------ QUOTED PASSAGE

[storm] recovering from a transactionrollbackerror
Stuart Bishop
stuart at stuartbishop.net
Fri May 15 09:41:05 BST 2009
On Fri, May 15, 2009 at 2:44 PM, Martin DeMello <martindemello at gmail.com> wrote:
> try:
> do non-db stuff
> if success:
> try:
> do db stuff
> except retry_exceptions:
> redo db stuff
> except:
> cleanup
>
> Since the non-db stuff is often not revertible if it has succeeded.
> Does python offer anything to help with this pattern? e.g. in ruby I
> could define an ensure_commit method and then pass it the db changes I
> want to make:
>
> def do_stuff
> begin
> do non_db stuff
> ensure_commit {
> do db_stuff
> }
> rescue
> cleanup non_db stuff
> end
> end
>
> Where ensure_commit would once and for all capture the pattern of
> retrying db commits till they succeeded or passed the retry cutoff and
> logged a failure.
You can do the same thing in Python, either as a normal function or as a function decorator.
def ensure_commit(func, *args, **kw):
while True:
try:
rv = func(*args, **kw)
store.commit()
return rv
except RETRY_EXCEPTIONS:
pass
result = ensure_commit(do_stuff, argument1, argument2, keyword_arg1='boo')
def ensure_commit(func):
"ensure_commit decorator"
def do_ensure_commit(*args, **kw):
while True:
try:
rv = func(*args, **kw)

------------
------ LISTED ENTRIES

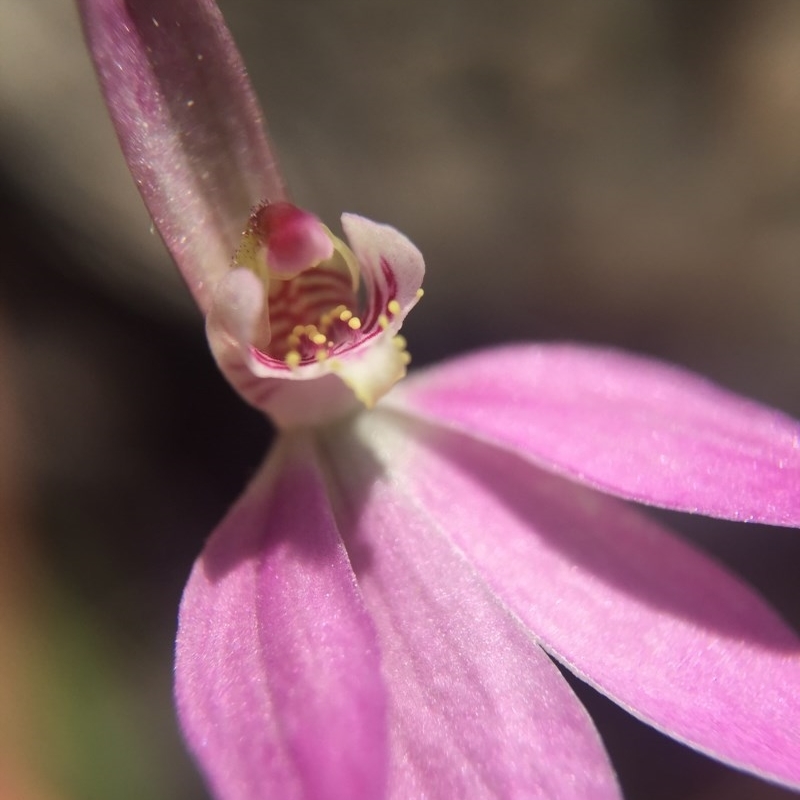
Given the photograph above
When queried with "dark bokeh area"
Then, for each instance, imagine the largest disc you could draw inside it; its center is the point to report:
(624, 172)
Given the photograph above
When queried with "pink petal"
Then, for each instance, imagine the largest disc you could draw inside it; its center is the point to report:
(188, 122)
(645, 618)
(476, 710)
(626, 425)
(278, 681)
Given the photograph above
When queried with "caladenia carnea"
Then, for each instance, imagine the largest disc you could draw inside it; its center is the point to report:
(376, 616)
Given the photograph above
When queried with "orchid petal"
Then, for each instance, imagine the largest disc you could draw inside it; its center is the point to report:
(648, 620)
(367, 367)
(626, 425)
(476, 709)
(278, 681)
(189, 125)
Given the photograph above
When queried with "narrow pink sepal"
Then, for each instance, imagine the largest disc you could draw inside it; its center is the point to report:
(476, 709)
(648, 620)
(627, 425)
(277, 675)
(189, 125)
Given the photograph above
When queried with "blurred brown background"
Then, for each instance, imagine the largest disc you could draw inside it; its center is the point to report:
(618, 171)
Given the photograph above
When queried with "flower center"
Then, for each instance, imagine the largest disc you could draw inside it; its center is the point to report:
(311, 277)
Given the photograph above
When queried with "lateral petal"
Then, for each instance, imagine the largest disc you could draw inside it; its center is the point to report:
(278, 682)
(476, 709)
(626, 425)
(644, 617)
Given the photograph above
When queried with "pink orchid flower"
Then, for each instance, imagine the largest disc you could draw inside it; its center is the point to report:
(376, 616)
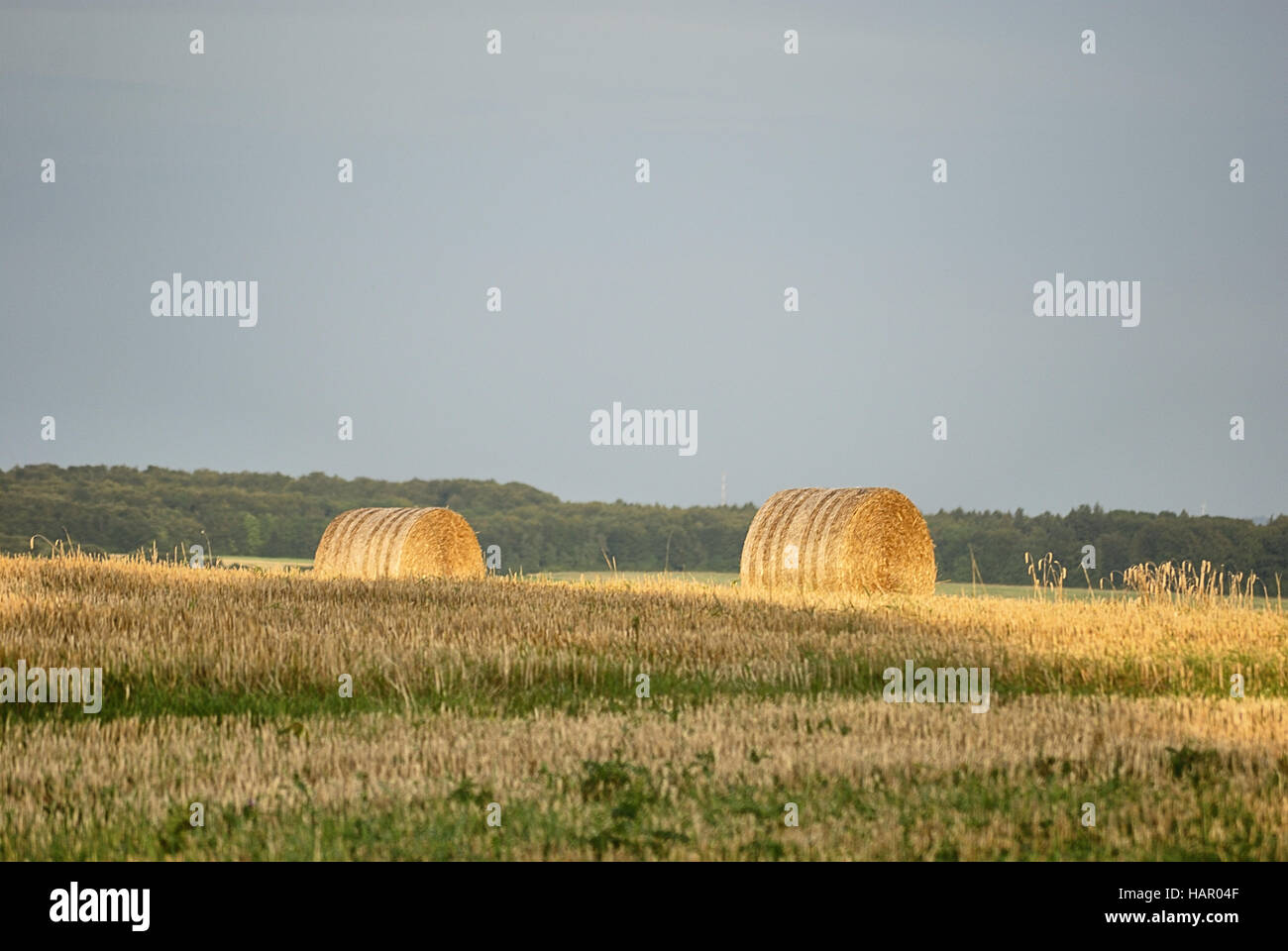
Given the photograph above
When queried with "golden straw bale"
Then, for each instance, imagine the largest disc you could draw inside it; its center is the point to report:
(398, 543)
(838, 540)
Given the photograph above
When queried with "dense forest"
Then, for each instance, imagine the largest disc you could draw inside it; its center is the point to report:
(123, 509)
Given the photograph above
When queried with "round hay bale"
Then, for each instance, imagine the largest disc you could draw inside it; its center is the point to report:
(838, 540)
(398, 543)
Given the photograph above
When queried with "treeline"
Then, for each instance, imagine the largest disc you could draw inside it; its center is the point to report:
(124, 509)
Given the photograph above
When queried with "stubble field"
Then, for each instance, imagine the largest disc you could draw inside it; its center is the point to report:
(518, 701)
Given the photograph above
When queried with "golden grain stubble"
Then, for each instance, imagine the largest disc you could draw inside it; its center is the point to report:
(838, 540)
(398, 543)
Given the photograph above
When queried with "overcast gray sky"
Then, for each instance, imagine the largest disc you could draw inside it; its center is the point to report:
(768, 170)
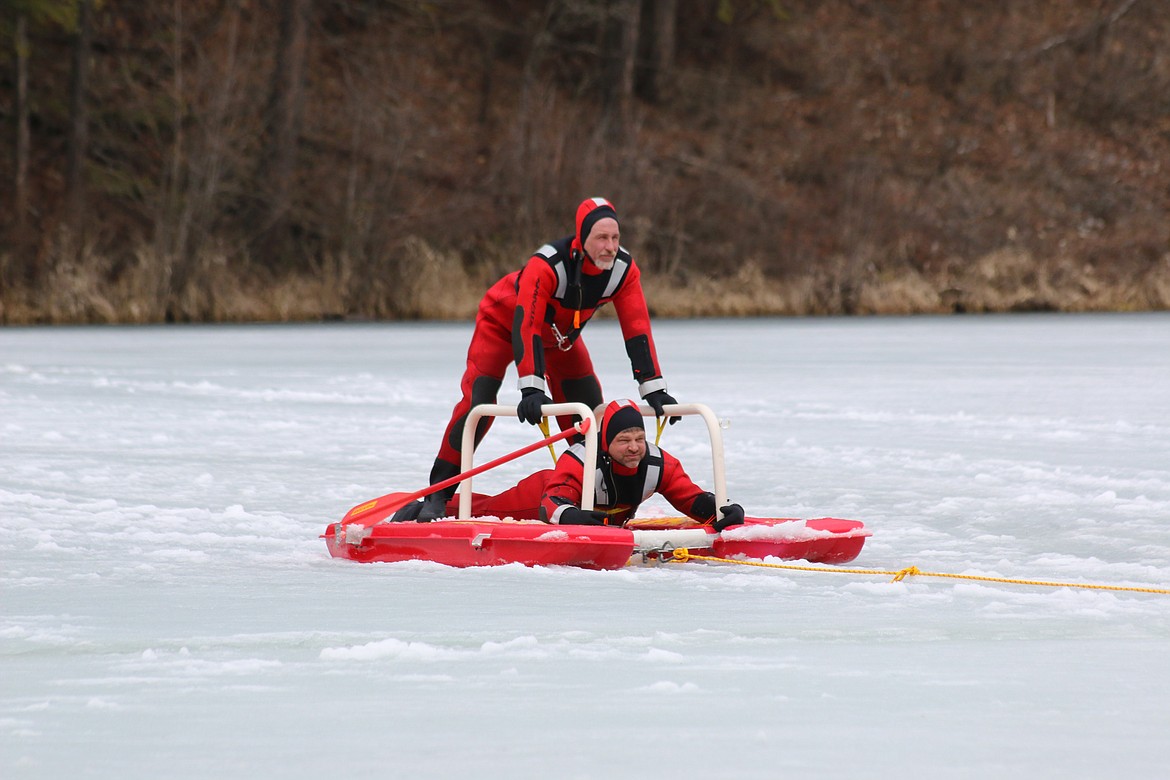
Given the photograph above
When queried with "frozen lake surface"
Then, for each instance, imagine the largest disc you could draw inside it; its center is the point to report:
(169, 611)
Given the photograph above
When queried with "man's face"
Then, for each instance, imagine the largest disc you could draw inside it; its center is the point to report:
(628, 448)
(603, 242)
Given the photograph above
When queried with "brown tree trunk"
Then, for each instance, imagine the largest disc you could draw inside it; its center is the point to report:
(658, 48)
(22, 144)
(623, 22)
(283, 119)
(78, 119)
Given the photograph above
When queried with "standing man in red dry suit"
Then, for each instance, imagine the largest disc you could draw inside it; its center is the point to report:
(534, 317)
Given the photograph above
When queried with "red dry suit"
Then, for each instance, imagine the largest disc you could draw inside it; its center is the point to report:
(618, 490)
(534, 318)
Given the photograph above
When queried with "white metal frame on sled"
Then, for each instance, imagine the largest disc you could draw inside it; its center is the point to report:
(582, 412)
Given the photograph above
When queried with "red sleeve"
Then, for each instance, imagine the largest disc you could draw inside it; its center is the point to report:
(563, 489)
(537, 283)
(633, 315)
(680, 490)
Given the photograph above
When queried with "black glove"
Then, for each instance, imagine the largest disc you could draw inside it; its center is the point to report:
(733, 515)
(573, 516)
(529, 407)
(656, 400)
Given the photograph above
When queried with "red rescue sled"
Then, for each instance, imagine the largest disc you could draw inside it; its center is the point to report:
(364, 535)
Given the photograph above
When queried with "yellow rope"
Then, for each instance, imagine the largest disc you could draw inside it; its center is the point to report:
(682, 554)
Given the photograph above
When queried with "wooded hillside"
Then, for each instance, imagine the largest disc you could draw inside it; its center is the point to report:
(191, 160)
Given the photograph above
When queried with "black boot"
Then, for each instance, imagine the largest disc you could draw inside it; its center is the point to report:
(408, 513)
(433, 508)
(435, 504)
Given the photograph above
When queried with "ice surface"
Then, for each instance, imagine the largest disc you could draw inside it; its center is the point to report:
(169, 611)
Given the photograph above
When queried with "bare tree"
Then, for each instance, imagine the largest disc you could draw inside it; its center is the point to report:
(656, 48)
(623, 22)
(78, 117)
(283, 117)
(20, 41)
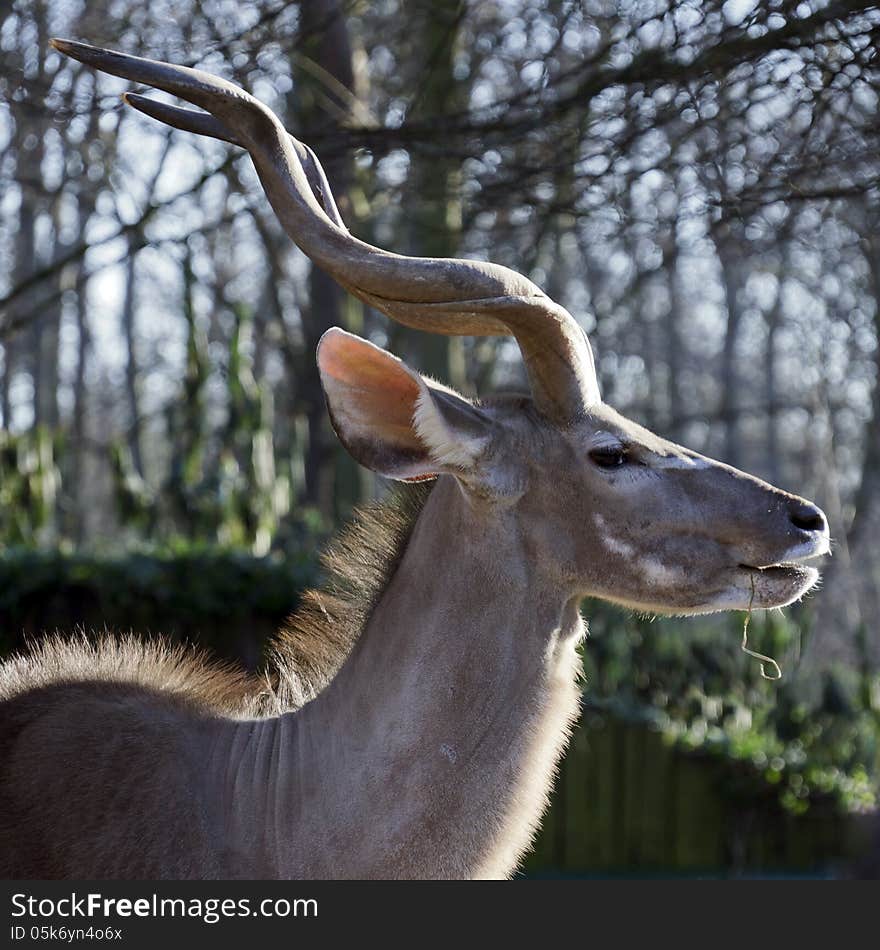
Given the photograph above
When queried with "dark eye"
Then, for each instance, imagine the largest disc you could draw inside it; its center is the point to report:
(609, 457)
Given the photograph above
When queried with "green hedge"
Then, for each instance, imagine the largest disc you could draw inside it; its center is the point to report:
(688, 678)
(227, 600)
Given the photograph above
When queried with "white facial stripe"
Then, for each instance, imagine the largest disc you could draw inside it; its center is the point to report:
(657, 573)
(679, 462)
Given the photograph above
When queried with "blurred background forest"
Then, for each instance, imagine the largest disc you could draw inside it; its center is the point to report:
(698, 182)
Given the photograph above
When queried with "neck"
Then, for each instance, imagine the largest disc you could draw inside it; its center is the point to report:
(432, 751)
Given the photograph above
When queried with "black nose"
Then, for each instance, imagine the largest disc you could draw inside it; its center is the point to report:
(807, 517)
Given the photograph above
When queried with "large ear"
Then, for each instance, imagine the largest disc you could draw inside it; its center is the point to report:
(392, 420)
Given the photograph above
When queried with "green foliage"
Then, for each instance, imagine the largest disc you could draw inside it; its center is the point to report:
(227, 600)
(29, 485)
(692, 680)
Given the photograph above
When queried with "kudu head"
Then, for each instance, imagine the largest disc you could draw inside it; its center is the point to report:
(610, 508)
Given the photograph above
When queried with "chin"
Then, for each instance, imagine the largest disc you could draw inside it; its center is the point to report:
(751, 588)
(764, 588)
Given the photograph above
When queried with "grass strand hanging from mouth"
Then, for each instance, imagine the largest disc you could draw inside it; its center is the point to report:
(775, 670)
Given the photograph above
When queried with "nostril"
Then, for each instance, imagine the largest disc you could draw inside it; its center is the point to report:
(807, 517)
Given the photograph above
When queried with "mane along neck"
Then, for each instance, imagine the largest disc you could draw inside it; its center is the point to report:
(431, 752)
(359, 563)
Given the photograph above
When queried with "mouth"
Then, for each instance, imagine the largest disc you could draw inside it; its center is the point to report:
(782, 582)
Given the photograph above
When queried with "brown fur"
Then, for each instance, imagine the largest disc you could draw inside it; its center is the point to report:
(434, 683)
(303, 657)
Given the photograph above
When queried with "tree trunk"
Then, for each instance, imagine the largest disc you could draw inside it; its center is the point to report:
(435, 203)
(321, 109)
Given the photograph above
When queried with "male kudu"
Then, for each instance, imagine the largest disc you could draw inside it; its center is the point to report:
(418, 710)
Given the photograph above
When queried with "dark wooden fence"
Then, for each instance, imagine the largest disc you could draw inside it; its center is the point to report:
(628, 802)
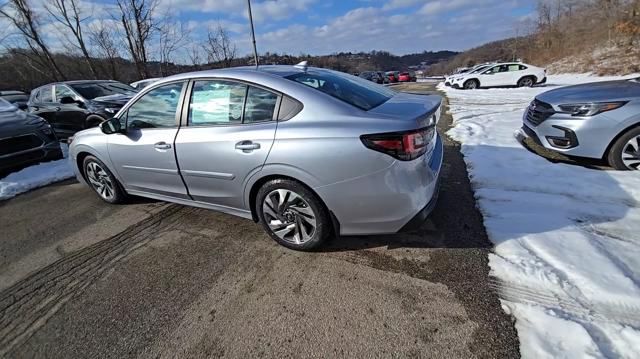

------------

▶ _WRITTEN INSTRUCTION_
Reproduce the stretch of the mailing-list post on retrying database commits from "You can do the" through "argument1, argument2, keyword_arg1='boo')".

▶ _SOLVED PROBLEM_
You can do the same thing in Python, either as a normal function or as a function decorator.
def ensure_commit(func, *args, **kw):
while True:
try:
rv = func(*args, **kw)
store.commit()
return rv
except RETRY_EXCEPTIONS:
pass
result = ensure_commit(do_stuff, argument1, argument2, keyword_arg1='boo')